# Фрагмент текста
- - - - - - -

РЕЗИНОВЫЙ МОРЯЧОК

На рассвете принесли телеграмму. Сонная Алла прочитала вслух: “С Добрым утром. Позвоните Трифонову.” И номер телефона.
- Шутит кто-то, что ли? - Алла обернулась к маме. - Может и шутят, но ты все же позвони.
Радиопередача “С добрым утром!” была в те годы популярна так, как сейчас игры вроде “Поля чудес” на телевидении. Впрочем, старшему поколению это сравнение наверно покажется обидным. Хотя телевизоры тогда уже начали завоевывать свои пьедесталы в квартирах, они еще совсем не предоставляли собой буйный источник пестрой информации. Их чаще воспринимали как экзотический предмет роскоши, требующий внимательного и даже почтительного отношения. Впрочем, об этом я уже, кажется, говорил.

А радио было “свойским”, этаким родственником-балагуром в каждой семье. Во многих домах его звук никогда не приглушался (что повелось, видимо, с войны) -привыкали к нему, как соседи по коммуналке к журчанию воды из бачка в туалете, который фатально никто не мог починить. А по воскресеньям, в 9.30 утра вся страна в буквальном смысле приникала к своим кухонным радиоточкам: “В эфире передача “С добрым утром!” - и духовые инструменты играли бодрые позывные.
Многие, у кого были магнитофоны - те, катушечные, с большим зеленым глазом-индикатором - заранее приносили их и прилаживали рядом с радиоприемником микрофон. Ибо очень часто в “Добром утре” передавали песни, которые на следующий день становились общенациональными шлягерами.
Владимир Трифонов, приславший Алле загадочную телеграмму, славился тем, что фанатически разыскивал новых звезд (правда, слово “звезда” тогда употреблялось в сугубо ироническом смысле). Он работал в тандеме с другим редактором - Дмитрием Ивановым, который хоть и был близким другом Трифонова, но к некоторым его “открытиям” относился скептически.

- - - - - - -

# Выдержки из записей
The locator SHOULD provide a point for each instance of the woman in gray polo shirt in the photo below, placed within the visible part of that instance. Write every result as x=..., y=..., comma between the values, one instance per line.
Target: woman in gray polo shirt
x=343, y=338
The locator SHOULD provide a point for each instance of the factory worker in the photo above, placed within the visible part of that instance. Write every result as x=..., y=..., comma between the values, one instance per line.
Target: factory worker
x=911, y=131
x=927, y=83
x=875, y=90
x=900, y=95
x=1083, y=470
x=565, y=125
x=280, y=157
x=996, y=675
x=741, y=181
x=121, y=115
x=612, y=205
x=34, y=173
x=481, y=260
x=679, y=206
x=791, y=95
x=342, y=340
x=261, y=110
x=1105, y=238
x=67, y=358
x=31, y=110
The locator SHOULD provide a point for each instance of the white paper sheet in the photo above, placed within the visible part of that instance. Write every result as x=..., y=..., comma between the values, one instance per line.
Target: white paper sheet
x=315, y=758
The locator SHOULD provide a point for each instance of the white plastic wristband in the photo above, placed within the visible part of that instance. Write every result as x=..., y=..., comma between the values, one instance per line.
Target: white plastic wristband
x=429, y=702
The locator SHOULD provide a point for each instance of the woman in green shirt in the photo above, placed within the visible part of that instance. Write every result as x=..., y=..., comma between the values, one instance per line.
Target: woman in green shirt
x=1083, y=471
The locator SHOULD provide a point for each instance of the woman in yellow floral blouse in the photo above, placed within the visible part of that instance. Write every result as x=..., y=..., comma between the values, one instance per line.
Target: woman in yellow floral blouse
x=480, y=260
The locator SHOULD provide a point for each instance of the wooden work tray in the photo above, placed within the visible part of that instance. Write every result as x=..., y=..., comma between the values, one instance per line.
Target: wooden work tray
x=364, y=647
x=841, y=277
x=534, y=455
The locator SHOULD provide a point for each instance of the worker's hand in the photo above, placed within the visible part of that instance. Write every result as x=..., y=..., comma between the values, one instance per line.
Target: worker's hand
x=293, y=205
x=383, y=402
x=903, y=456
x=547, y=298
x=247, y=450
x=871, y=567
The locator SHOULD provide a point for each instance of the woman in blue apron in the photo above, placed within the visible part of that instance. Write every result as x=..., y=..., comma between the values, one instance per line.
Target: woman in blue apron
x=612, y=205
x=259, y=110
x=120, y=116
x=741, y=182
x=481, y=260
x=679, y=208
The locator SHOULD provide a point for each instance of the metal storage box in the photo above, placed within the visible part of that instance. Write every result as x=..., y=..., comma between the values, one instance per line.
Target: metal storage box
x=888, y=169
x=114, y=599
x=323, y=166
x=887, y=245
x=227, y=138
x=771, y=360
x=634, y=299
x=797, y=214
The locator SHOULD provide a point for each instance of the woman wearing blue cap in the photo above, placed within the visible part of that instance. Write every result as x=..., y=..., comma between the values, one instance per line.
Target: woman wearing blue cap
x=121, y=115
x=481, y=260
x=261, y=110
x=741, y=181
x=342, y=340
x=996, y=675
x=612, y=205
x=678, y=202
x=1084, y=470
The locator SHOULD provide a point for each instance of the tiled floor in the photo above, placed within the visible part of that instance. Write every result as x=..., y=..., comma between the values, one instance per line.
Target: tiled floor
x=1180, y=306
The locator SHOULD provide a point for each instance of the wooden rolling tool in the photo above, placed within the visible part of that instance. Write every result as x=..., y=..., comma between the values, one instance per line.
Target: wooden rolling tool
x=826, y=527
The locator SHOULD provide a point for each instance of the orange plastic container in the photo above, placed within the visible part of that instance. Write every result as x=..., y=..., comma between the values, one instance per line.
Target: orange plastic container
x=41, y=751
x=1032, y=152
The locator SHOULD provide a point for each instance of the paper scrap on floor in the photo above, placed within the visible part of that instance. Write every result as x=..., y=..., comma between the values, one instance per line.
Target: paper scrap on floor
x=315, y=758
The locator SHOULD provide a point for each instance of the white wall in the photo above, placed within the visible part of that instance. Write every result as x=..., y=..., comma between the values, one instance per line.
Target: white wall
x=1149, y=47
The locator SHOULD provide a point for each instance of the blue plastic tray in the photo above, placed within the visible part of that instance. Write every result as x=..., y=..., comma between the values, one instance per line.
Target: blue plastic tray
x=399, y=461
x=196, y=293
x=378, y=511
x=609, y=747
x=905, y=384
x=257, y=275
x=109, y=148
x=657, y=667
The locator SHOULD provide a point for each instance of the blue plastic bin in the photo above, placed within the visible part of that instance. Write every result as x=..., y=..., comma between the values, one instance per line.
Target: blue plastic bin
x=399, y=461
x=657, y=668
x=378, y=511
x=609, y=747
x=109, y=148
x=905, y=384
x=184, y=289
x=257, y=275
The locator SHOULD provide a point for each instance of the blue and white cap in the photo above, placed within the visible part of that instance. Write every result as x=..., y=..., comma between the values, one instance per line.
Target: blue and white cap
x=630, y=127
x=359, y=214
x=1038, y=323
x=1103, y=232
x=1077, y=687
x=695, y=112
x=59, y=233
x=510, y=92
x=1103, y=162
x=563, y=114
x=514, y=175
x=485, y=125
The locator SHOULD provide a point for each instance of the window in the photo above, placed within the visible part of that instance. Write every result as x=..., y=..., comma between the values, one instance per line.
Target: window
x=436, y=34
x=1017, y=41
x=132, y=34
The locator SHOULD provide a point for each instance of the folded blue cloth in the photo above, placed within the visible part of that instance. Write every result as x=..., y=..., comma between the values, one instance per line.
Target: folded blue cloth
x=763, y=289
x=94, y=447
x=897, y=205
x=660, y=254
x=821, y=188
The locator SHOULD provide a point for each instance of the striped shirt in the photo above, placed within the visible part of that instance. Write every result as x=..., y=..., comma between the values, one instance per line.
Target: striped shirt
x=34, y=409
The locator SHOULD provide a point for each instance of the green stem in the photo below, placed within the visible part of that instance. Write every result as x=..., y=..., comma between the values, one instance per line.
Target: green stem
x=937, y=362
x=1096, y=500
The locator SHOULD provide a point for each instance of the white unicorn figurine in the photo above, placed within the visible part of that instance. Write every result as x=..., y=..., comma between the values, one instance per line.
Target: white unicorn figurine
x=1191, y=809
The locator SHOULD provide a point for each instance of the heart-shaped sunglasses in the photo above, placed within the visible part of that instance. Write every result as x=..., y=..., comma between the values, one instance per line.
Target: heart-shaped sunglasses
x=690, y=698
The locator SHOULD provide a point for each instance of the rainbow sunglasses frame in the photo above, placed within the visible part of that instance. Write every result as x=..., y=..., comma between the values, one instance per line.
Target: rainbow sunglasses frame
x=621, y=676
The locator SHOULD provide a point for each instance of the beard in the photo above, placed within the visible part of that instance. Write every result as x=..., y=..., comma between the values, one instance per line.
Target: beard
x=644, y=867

- - - - - - -

# Задание
Повторите слово в слово весь отрывок «Резиновый морячок», приведённый выше.

# Результат задания
РЕЗИНОВЫЙ МОРЯЧОК

На рассвете принесли телеграмму. Сонная Алла прочитала вслух: “С Добрым утром. Позвоните Трифонову.” И номер телефона.
- Шутит кто-то, что ли? - Алла обернулась к маме. - Может и шутят, но ты все же позвони.
Радиопередача “С добрым утром!” была в те годы популярна так, как сейчас игры вроде “Поля чудес” на телевидении. Впрочем, старшему поколению это сравнение наверно покажется обидным. Хотя телевизоры тогда уже начали завоевывать свои пьедесталы в квартирах, они еще совсем не предоставляли собой буйный источник пестрой информации. Их чаще воспринимали как экзотический предмет роскоши, требующий внимательного и даже почтительного отношения. Впрочем, об этом я уже, кажется, говорил.

А радио было “свойским”, этаким родственником-балагуром в каждой семье. Во многих домах его звук никогда не приглушался (что повелось, видимо, с войны) -привыкали к нему, как соседи по коммуналке к журчанию воды из бачка в туалете, который фатально никто не мог починить. А по воскресеньям, в 9.30 утра вся страна в буквальном смысле приникала к своим кухонным радиоточкам: “В эфире передача “С добрым утром!” - и духовые инструменты играли бодрые позывные.
Многие, у кого были магнитофоны - те, катушечные, с большим зеленым глазом-индикатором - заранее приносили их и прилаживали рядом с радиоприемником микрофон. Ибо очень часто в “Добром утре” передавали песни, которые на следующий день становились общенациональными шлягерами.
Владимир Трифонов, приславший Алле загадочную телеграмму, славился тем, что фанатически разыскивал новых звезд (правда, слово “звезда” тогда употреблялось в сугубо ироническом смысле). Он работал в тандеме с другим редактором - Дмитрием Ивановым, который хоть и был близким другом Трифонова, но к некоторым его “открытиям” относился скептически.